Le cinéaste d’Evil Dead 2 quitte les films d’horreur déjantés à petit budget pour essayer d’aborder les supers-héros. En effet, en jeune fan de comics-books, il avait l’intention de se consacrer à une adaptation de la BD « The Shadow », avec Bruce Campbell dans le rôle-titre. Cependant, Sam Raimi se voit refuser tous les projets de films de supers-héros prévus à Hollywood. Il lui vient l’idée folle de créer son propre supers-héros par l’intermédiaire du cinéma.

C’est ainsi que sort en 1990 Darkman joué par Liam Neeson. Le résultat est étonnant : le spectateur assiste à la genèse d’un anti-héros qui devient tragiquement un héros victorieux. Mais Sam Raimi arrive à s’approprier ce personnage supposément héroïque en lui apportant une ambiguïté très forte.

Là où les héros classiques sont en quête de justice et se battent pour un monde meilleur, Darkman est quant à lui un être brisé en quête de vengeance qui voit la survie de sa bien-aimée comme seule issue de justice à son égard. C’est un personnage très proche des monstres du cinéma classique, comme L’Homme-Invisible ou le Fantôme de l’Opéra. Mais c’est aussi un personnage auquel on peut facilement s’identifier, malgré son caractère repoussant. Ainsi, Raimi renouvelle le statut du héros classique en offrant à son personnage principal une destinée tragique et émouvante. A ceci, on peut ajouter une mise en scène inspirée, donnant vraiment au spectateur la sensation de naviguer dans l’univers d’une bande-dessinée, et un rythme dynamique dans les scènes d’action.

Données enregistrées:

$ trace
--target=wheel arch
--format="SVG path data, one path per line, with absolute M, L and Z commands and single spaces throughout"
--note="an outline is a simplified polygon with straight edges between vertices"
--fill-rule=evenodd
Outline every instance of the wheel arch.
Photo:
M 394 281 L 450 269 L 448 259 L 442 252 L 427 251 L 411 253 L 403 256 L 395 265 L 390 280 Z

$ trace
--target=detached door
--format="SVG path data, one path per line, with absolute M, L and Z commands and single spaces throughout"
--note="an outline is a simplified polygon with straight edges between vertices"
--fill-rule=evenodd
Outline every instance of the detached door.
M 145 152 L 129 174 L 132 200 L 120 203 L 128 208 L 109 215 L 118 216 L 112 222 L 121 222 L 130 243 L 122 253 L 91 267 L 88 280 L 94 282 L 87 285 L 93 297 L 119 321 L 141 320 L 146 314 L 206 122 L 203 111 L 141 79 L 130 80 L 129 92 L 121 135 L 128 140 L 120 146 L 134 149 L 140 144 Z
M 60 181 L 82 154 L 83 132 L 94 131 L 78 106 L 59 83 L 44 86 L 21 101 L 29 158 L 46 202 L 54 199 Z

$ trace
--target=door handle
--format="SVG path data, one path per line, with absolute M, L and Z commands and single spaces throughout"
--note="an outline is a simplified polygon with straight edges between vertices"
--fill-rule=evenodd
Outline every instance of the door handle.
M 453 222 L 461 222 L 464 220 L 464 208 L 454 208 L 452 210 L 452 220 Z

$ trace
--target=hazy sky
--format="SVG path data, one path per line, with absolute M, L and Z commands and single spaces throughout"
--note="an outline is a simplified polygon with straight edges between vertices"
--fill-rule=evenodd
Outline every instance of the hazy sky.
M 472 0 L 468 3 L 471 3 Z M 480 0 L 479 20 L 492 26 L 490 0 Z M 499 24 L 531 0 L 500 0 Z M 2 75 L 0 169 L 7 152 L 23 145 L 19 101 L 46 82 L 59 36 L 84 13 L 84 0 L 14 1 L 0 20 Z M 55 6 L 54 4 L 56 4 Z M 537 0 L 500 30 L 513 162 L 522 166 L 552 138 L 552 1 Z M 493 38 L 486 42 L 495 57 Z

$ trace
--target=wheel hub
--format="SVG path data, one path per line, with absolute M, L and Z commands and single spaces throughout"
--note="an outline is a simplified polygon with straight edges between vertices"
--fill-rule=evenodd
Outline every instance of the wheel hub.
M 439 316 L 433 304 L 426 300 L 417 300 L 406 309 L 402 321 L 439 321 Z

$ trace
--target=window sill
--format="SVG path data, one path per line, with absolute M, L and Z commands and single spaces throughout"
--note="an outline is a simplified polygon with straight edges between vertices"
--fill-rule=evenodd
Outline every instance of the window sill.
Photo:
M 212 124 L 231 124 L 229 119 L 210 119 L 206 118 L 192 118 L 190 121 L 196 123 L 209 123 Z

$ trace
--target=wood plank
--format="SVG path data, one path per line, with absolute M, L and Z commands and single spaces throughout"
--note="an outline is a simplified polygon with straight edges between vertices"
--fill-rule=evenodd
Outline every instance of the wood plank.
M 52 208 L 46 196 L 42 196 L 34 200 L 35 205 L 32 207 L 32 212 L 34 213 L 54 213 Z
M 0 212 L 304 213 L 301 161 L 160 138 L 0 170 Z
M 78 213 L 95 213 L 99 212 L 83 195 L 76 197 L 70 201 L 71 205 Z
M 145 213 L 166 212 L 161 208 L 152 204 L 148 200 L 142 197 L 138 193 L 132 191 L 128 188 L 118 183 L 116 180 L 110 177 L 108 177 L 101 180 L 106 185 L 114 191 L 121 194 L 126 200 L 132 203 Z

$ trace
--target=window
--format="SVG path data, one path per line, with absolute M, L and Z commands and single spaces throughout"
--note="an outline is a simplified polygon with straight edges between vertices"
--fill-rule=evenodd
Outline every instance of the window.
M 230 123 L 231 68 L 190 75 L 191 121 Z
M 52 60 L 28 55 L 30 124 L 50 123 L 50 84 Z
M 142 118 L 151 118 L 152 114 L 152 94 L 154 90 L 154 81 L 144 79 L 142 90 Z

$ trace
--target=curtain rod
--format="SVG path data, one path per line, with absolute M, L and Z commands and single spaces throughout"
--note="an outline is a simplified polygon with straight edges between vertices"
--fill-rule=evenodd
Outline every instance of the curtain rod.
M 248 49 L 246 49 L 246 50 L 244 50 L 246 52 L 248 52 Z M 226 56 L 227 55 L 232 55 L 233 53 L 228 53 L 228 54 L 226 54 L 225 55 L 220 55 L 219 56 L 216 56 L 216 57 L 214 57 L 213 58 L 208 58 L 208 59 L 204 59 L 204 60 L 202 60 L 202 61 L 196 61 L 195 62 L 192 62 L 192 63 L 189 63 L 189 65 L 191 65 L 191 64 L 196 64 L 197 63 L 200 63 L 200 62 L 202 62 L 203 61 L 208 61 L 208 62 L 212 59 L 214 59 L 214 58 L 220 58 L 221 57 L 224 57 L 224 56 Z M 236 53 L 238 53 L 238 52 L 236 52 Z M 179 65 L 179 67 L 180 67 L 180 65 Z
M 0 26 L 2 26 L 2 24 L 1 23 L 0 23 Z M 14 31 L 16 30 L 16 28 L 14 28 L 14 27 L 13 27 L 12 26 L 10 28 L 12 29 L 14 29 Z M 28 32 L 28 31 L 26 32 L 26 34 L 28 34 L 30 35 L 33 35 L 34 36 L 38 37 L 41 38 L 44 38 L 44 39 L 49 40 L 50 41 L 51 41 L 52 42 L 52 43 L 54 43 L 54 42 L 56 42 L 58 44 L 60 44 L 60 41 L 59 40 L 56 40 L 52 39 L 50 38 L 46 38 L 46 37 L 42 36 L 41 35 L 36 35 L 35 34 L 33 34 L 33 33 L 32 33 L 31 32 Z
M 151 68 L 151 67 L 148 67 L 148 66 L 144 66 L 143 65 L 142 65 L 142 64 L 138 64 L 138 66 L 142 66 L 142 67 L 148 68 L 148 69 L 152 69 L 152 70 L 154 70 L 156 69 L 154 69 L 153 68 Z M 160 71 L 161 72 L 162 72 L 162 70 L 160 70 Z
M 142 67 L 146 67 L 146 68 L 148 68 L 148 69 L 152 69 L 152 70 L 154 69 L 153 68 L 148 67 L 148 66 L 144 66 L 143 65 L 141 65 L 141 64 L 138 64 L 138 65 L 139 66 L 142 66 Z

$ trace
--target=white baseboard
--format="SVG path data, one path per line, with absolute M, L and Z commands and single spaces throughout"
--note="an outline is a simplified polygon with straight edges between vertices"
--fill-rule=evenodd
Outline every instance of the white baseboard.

Exercices:
A - Recopiez intégralement le texte consacré à Darkman, s'il vous plaît.
B - Extrayez à l'identique les lignes de la liste, en commençant à son tout début et en terminant à la ligne qui contient « M 394 281 L », ces deux bornes comprises.

Réponses aux exercices:
A -
Le cinéaste d’Evil Dead 2 quitte les films d’horreur déjantés à petit budget pour essayer d’aborder les supers-héros. En effet, en jeune fan de comics-books, il avait l’intention de se consacrer à une adaptation de la BD « The Shadow », avec Bruce Campbell dans le rôle-titre. Cependant, Sam Raimi se voit refuser tous les projets de films de supers-héros prévus à Hollywood. Il lui vient l’idée folle de créer son propre supers-héros par l’intermédiaire du cinéma.

C’est ainsi que sort en 1990 Darkman joué par Liam Neeson. Le résultat est étonnant : le spectateur assiste à la genèse d’un anti-héros qui devient tragiquement un héros victorieux. Mais Sam Raimi arrive à s’approprier ce personnage supposément héroïque en lui apportant une ambiguïté très forte.

Là où les héros classiques sont en quête de justice et se battent pour un monde meilleur, Darkman est quant à lui un être brisé en quête de vengeance qui voit la survie de sa bien-aimée comme seule issue de justice à son égard. C’est un personnage très proche des monstres du cinéma classique, comme L’Homme-Invisible ou le Fantôme de l’Opéra. Mais c’est aussi un personnage auquel on peut facilement s’identifier, malgré son caractère repoussant. Ainsi, Raimi renouvelle le statut du héros classique en offrant à son personnage principal une destinée tragique et émouvante. A ceci, on peut ajouter une mise en scène inspirée, donnant vraiment au spectateur la sensation de naviguer dans l’univers d’une bande-dessinée, et un rythme dynamique dans les scènes d’action.

B -
$ trace
--target=wheel arch
--format="SVG path data, one path per line, with absolute M, L and Z commands and single spaces throughout"
--note="an outline is a simplified polygon with straight edges between vertices"
--fill-rule=evenodd
Outline every instance of the wheel arch.
Photo:
M 394 281 L 450 269 L 448 259 L 442 252 L 427 251 L 411 253 L 403 256 L 395 265 L 390 280 Z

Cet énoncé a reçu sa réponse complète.